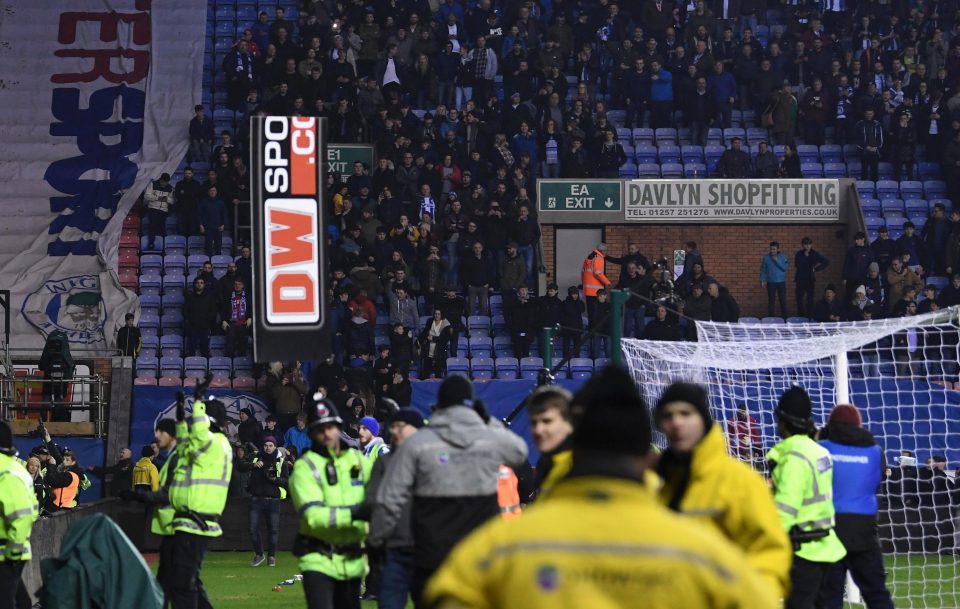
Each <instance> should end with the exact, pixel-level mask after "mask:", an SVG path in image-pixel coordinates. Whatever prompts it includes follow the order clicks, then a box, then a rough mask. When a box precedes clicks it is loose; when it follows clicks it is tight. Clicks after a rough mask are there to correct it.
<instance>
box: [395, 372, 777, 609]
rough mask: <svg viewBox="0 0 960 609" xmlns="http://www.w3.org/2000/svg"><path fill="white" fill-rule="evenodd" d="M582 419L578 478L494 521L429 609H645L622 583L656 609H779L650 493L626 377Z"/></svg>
mask: <svg viewBox="0 0 960 609" xmlns="http://www.w3.org/2000/svg"><path fill="white" fill-rule="evenodd" d="M571 415H572V420H573V422H574V432H573V435H572V437H571V445H572V449H573V463H572V466H571V469H570V473H569V474H568V475H567V476H566V477H564V478H563V479H561V480H559V481H557V483H556V485H555V486H554V487H553V488H552V489H550V490H549V491H548V492H546V493H544V494H543V495H541V497H540V499H538V500H537V502H536V503H534V504H533V506H532V507H528V508H527V509H526V510H525V511H524V514H523V516H521V517H520V518H517V519H515V520H496V519H495V520H492V521H491V522H489V523H488V524H486V525H485V526H483V527H482V528H480V529H478V530H476V531H474V532H473V534H471V535H470V536H469V537H468V538H467V539H465V540H464V541H463V542H461V543H460V545H458V546H457V547H456V548H455V549H454V550H453V552H452V553H451V554H450V557H449V558H448V559H447V561H446V563H444V565H443V567H442V568H441V569H440V570H439V571H438V572H437V574H436V575H435V576H434V578H433V579H432V580H431V581H430V585H429V586H428V588H427V592H426V596H425V599H424V600H425V601H426V603H427V606H430V607H472V606H479V605H481V604H482V605H484V606H490V607H505V608H509V607H524V608H525V609H550V608H553V607H557V606H559V605H563V604H564V601H566V600H567V599H580V600H581V601H582V602H580V603H579V605H578V603H577V602H573V603H572V605H578V606H584V607H594V606H596V607H600V606H603V607H635V606H638V600H637V596H636V594H633V593H631V592H632V590H629V589H628V588H625V587H623V586H620V585H616V584H612V582H631V584H629V585H631V586H636V587H635V588H634V589H636V590H640V589H642V591H643V601H642V602H641V603H640V605H642V606H645V607H662V608H677V609H679V608H681V607H682V608H687V607H700V608H704V609H706V608H711V607H712V608H719V607H726V608H729V609H733V608H737V607H751V608H754V609H768V608H772V607H776V606H777V596H776V595H775V594H774V593H773V591H772V590H770V587H769V586H768V585H766V584H765V583H764V582H763V581H762V579H761V578H760V576H759V575H758V574H757V573H756V572H755V571H754V569H752V568H751V567H750V566H749V565H748V564H747V561H745V560H744V555H743V553H742V552H740V551H739V550H738V549H737V548H736V547H735V546H734V545H733V544H731V543H730V542H729V541H728V540H726V539H724V538H723V537H722V536H721V535H719V534H717V533H716V532H715V531H713V530H710V527H707V526H705V525H702V524H699V523H697V522H696V521H695V520H693V519H689V518H685V517H683V516H680V515H678V514H674V513H671V512H670V511H669V510H667V509H665V508H663V507H662V506H660V505H658V504H657V502H656V500H655V499H654V496H653V493H652V492H651V489H650V488H649V487H648V486H647V484H646V482H645V476H646V473H647V472H646V466H647V455H648V453H649V452H650V439H651V433H652V432H651V429H650V416H649V413H648V410H647V407H646V404H645V403H644V400H643V398H642V397H641V396H640V394H639V392H638V391H637V387H636V385H635V384H634V381H633V379H632V378H631V376H630V374H629V373H628V372H627V371H626V370H624V369H623V368H620V367H608V368H605V369H603V370H601V371H599V372H597V373H596V374H595V375H594V376H593V378H591V379H590V380H589V381H587V383H586V384H585V385H584V386H583V388H582V389H581V390H580V391H579V392H578V393H577V394H576V395H575V396H574V397H573V401H572V403H571ZM432 426H433V425H432V424H431V427H432ZM428 429H429V428H428ZM424 433H425V431H420V432H419V433H418V434H417V436H415V437H414V439H416V437H419V436H421V435H423V434H424ZM401 450H402V448H401ZM601 584H602V585H601ZM587 599H589V600H587ZM566 604H571V603H569V602H567V603H566Z"/></svg>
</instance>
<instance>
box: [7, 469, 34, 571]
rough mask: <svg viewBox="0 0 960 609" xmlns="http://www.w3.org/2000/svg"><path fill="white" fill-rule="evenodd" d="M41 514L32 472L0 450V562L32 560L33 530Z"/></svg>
mask: <svg viewBox="0 0 960 609" xmlns="http://www.w3.org/2000/svg"><path fill="white" fill-rule="evenodd" d="M38 515H39V509H38V506H37V496H36V495H35V494H34V492H33V480H32V479H31V478H30V474H29V473H27V470H26V469H24V467H23V466H22V465H20V464H19V463H17V462H16V461H14V459H13V457H11V456H9V455H4V454H0V562H3V561H7V560H30V558H31V552H30V530H31V529H32V528H33V523H34V522H35V521H36V520H37V516H38Z"/></svg>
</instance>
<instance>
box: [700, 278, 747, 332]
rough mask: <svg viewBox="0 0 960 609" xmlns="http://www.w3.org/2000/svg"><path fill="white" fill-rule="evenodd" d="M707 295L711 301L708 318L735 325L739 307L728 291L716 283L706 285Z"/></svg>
mask: <svg viewBox="0 0 960 609" xmlns="http://www.w3.org/2000/svg"><path fill="white" fill-rule="evenodd" d="M707 294H709V295H710V298H711V299H713V304H712V305H711V306H710V317H711V319H712V320H713V321H726V322H730V323H736V322H737V321H739V320H740V305H738V304H737V301H736V300H734V298H733V296H732V295H731V294H730V290H728V289H727V288H725V287H721V286H720V284H718V283H717V282H716V281H711V282H710V283H708V284H707Z"/></svg>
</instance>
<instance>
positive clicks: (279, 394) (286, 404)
mask: <svg viewBox="0 0 960 609" xmlns="http://www.w3.org/2000/svg"><path fill="white" fill-rule="evenodd" d="M262 394H263V396H264V397H265V398H266V399H267V405H268V406H269V407H270V410H271V411H272V412H273V413H274V414H275V415H276V416H277V422H278V423H279V425H280V427H282V428H283V429H287V428H290V427H293V426H294V425H295V424H296V422H297V413H298V412H300V410H301V409H302V408H303V396H305V395H306V394H307V383H306V381H305V380H304V378H303V367H302V364H301V363H300V362H298V361H297V362H291V363H290V364H288V365H286V366H284V365H283V362H270V368H269V371H268V372H267V378H266V385H265V387H264V389H263V392H262Z"/></svg>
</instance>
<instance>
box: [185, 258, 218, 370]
mask: <svg viewBox="0 0 960 609" xmlns="http://www.w3.org/2000/svg"><path fill="white" fill-rule="evenodd" d="M217 307H218V303H217V300H216V297H215V296H214V295H213V293H212V292H210V291H208V290H207V283H206V281H204V280H203V279H202V278H200V277H197V278H196V279H194V280H193V290H187V291H186V293H185V294H184V303H183V325H184V329H185V331H186V339H187V341H186V347H187V348H186V351H185V352H184V356H185V357H192V356H194V355H196V354H197V352H198V351H199V352H200V355H202V356H203V357H210V332H211V330H212V329H213V327H214V325H215V324H216V323H217Z"/></svg>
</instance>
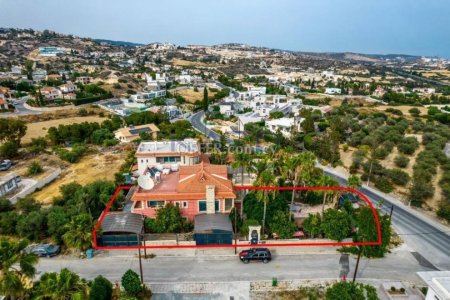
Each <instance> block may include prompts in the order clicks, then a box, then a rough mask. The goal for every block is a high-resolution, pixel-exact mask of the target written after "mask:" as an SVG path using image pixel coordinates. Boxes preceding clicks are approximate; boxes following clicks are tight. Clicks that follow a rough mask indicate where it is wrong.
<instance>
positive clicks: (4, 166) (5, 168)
mask: <svg viewBox="0 0 450 300" xmlns="http://www.w3.org/2000/svg"><path fill="white" fill-rule="evenodd" d="M11 166H12V163H11V162H10V161H9V160H4V161H2V162H0V171H8V170H9V168H11Z"/></svg>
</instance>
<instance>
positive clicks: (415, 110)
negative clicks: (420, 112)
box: [409, 107, 420, 117]
mask: <svg viewBox="0 0 450 300" xmlns="http://www.w3.org/2000/svg"><path fill="white" fill-rule="evenodd" d="M409 113H410V114H411V115H412V116H413V117H418V116H420V110H419V109H418V108H417V107H413V108H411V109H410V110H409Z"/></svg>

→ **EXERCISE AIM**
Give the lines from the very beginning through the line containing "419L578 478L494 521L429", both included, as a JSON list of strings with one string per line. Omit blank lines and the pictures.

→ **RESULT OF THE TASK**
[
  "Each <instance> should end with the exact, pixel-level mask after \"mask:\", an SVG path in image-pixel coordinates. Whatever prompts it includes follow the order clicks, then a box, then a rough mask. When a box precedes clicks it is loose; when it follows clicks it is tight. Clicks after a rough mask are there to correct it.",
  "<instance>",
  "box: [395, 372, 777, 609]",
  "rough mask: <svg viewBox=\"0 0 960 609\" xmlns=\"http://www.w3.org/2000/svg\"><path fill=\"white\" fill-rule=\"evenodd\" d=\"M582 419L578 478L494 521L429 609H645L622 583L656 609H779L650 493L626 377Z\"/></svg>"
]